- [Potongan Dokumen]:
========

Belajar dari “Indonesia
Mengajar”
Oleh Dr. Rosiady Sayuti
Berhenti mengecam
kegelapan. Nyalakan lilin.
Ini negeri besar dan
akan lebih besar. Sekedar mengeluh dan mengecam kegelapan tidak akan mengubah
apapun. Nyalakan lilin, lakukan sesuatu.
Kalimat kalimat tersebut dapat Anda temukan pada blog
Indonesia Mengajar (indonesiamengajar.org).
Karena karyanya itu, Dr. Anies Baswedan diundang untuk berbicara di
Indonesia Update 2012, di Canberra 20-21 September yang lalu. Saya sendiri diundang atas sponsorship dari
AIPD-AusAID, bersama dengan empat Kepala Bappeda Provinsi lain yang menjadi
lokasi kegiatan AIPD dalam lima tahun ke depan.
Program Indonesia Mengajar itu sendiri merupakan gagasan
Anies Baswedan yang pada intinya merekrut anak anak muda lulusan terbaik dari
berbagai perguruan tinggi terbaik di Indonesia.

========

- [Tugas Tertulis]:
(A) Kalimat perintah apa saja yang terdapat dalam teks tentang Indonesia Mengajar? Sebutkan semuanya.
(B) Keluarkan catatan sebagai CSV dua kolom bernama permintaan dan jawaban, satu baris untuk setiap permintaan, dengan masing-masing isi dalam satu field berkutip dan jeda baris diganti spasi. Mulailah dari baris catatan yang memuat "the red wall;" dan berhentilah setelah baris yang memuat "186), (781, 193)]".

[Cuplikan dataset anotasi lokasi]

========

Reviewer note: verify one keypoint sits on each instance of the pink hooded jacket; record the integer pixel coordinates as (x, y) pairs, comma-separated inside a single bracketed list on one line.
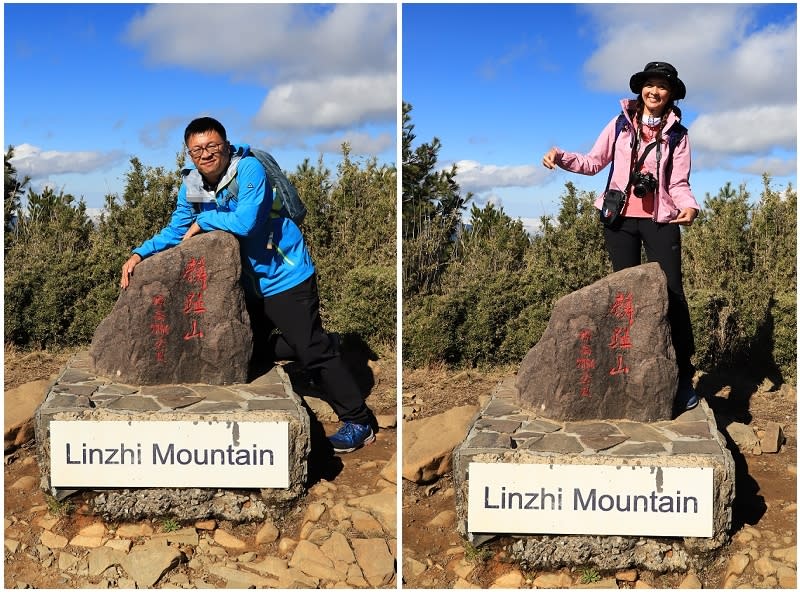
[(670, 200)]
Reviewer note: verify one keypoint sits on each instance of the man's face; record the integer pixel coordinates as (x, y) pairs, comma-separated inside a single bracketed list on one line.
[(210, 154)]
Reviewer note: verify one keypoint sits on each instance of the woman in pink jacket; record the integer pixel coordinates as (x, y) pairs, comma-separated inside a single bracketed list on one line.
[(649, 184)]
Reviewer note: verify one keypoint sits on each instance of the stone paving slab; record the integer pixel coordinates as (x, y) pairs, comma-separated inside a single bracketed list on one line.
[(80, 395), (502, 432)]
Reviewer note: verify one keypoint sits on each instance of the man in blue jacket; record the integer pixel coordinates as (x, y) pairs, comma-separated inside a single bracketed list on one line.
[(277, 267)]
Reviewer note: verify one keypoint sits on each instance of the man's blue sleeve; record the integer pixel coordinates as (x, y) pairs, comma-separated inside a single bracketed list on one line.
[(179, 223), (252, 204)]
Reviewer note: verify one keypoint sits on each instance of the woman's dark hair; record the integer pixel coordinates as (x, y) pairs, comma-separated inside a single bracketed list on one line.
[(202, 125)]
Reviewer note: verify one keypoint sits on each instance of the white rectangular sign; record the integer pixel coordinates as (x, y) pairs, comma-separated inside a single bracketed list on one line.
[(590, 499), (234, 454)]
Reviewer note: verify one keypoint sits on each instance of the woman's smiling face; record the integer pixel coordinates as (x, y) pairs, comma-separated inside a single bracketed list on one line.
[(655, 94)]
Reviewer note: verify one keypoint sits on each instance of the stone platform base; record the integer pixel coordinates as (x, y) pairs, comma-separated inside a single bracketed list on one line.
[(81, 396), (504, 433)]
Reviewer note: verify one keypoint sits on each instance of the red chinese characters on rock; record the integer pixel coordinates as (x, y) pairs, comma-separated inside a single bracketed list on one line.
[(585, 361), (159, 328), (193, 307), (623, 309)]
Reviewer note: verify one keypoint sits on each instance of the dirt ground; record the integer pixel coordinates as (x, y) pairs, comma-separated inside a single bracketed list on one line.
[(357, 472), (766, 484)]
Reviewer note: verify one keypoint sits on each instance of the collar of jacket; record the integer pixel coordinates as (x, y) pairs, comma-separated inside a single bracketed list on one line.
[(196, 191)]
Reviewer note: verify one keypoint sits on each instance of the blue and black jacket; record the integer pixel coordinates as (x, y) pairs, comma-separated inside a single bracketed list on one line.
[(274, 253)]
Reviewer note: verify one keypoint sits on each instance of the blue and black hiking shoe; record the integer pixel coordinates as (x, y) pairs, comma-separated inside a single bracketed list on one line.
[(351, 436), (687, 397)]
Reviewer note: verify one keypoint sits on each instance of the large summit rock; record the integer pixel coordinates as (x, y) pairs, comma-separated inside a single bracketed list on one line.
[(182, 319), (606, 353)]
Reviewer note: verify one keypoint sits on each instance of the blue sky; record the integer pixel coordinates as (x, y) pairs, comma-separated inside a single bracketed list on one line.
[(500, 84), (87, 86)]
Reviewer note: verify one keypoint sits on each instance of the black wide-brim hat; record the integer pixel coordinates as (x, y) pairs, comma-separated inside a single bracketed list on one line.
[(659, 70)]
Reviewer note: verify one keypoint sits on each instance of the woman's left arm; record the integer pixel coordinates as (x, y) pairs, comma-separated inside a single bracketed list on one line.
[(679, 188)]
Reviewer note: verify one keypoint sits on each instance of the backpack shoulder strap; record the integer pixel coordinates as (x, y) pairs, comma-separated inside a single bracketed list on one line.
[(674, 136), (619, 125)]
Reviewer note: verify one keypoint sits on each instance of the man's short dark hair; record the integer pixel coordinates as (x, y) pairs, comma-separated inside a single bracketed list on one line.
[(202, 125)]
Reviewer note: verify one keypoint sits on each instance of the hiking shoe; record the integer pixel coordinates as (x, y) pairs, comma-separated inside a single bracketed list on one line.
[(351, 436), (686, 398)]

========

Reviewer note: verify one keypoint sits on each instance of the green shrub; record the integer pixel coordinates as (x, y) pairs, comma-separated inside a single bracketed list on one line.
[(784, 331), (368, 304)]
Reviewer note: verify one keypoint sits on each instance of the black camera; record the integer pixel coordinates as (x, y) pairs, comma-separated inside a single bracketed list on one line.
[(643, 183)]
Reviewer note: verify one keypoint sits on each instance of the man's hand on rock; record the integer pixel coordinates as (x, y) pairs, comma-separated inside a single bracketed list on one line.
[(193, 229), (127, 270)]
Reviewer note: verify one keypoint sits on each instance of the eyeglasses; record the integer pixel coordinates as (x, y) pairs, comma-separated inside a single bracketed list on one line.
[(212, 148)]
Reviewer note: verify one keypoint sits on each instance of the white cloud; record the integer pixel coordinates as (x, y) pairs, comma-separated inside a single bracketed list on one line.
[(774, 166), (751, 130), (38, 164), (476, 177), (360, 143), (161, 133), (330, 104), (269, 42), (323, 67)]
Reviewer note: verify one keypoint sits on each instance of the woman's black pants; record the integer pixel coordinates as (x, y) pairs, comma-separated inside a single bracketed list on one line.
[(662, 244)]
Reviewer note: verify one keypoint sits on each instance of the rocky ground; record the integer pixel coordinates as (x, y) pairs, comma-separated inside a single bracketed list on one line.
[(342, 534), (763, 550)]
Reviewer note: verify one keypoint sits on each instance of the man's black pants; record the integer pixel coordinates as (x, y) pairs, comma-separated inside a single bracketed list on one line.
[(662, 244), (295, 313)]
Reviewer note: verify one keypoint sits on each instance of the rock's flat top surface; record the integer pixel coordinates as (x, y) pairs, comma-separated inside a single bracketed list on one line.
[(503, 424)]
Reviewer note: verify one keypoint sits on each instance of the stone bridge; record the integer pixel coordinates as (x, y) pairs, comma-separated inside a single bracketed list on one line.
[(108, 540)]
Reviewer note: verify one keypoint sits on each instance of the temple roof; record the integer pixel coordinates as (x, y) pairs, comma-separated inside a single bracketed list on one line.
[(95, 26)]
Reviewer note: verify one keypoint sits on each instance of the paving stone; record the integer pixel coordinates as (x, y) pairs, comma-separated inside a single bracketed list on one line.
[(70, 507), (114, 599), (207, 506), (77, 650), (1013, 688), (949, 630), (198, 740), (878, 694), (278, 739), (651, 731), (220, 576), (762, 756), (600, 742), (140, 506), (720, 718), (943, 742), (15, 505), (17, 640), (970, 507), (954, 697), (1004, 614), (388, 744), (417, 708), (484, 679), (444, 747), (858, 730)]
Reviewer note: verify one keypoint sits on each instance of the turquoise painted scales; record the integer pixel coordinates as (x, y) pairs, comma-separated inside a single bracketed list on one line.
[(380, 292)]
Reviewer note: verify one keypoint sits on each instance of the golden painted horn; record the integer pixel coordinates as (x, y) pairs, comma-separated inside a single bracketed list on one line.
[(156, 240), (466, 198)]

========

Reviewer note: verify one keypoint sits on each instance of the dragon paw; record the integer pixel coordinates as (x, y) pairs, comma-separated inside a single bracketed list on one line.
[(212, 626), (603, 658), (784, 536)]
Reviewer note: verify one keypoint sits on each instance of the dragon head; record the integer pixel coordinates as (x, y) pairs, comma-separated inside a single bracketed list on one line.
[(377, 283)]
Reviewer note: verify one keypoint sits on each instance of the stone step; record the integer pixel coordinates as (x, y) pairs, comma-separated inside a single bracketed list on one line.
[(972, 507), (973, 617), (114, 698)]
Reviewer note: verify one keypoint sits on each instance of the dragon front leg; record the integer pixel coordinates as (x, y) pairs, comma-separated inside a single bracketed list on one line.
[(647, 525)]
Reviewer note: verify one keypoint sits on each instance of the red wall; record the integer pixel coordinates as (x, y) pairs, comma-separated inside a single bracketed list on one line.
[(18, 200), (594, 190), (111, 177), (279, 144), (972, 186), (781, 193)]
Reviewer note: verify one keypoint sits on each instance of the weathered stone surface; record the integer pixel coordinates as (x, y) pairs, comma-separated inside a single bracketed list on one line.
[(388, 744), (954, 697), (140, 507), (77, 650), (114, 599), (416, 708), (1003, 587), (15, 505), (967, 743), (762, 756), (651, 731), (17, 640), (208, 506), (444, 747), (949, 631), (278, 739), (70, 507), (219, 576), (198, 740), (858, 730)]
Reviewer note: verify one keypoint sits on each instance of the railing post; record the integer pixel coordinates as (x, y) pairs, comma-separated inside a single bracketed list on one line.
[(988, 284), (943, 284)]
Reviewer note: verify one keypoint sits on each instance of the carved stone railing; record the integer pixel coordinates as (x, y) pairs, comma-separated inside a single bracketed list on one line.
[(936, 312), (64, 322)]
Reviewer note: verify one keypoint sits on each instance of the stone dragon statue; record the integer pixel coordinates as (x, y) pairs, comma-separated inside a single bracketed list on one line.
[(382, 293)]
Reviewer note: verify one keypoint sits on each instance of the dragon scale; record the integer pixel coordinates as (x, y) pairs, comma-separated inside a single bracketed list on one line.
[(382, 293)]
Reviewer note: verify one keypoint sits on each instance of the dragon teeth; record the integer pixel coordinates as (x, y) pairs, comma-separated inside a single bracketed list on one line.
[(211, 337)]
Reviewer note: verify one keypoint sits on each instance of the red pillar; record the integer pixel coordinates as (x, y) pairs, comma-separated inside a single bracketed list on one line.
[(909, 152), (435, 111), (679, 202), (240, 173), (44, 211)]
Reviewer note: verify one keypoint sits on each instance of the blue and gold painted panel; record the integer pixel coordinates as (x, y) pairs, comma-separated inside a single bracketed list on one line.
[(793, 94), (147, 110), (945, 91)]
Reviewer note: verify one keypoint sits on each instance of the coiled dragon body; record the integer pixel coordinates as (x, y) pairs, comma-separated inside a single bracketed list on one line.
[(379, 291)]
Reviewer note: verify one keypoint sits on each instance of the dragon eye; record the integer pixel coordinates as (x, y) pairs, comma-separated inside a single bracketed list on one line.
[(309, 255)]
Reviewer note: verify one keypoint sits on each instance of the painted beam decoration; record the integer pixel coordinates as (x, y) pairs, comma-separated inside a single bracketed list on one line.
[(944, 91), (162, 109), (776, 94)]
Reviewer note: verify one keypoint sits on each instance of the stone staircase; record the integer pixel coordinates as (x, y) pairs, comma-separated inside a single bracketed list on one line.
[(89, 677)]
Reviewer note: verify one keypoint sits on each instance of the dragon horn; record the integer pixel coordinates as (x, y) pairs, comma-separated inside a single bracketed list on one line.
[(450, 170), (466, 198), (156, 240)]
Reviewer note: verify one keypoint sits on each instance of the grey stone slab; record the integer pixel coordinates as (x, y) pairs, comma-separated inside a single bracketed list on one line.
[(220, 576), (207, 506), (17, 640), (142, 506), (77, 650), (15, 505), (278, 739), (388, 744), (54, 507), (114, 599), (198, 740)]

========

- [Jawaban yang Diberikan]:
(A)
- Berhenti mengecam kegelapan.
- Nyalakan lilin.
- Nyalakan lilin, lakukan sesuatu.

(B)
permintaan,jawaban
"Reviewer note: verify one keypoint sits on each instance of the red wall; record the integer pixel coordinates as (x, y) pairs, comma-separated inside a single bracketed list on one line.","[(18, 200), (594, 190), (111, 177), (279, 144), (972, 186), (781, 193)]"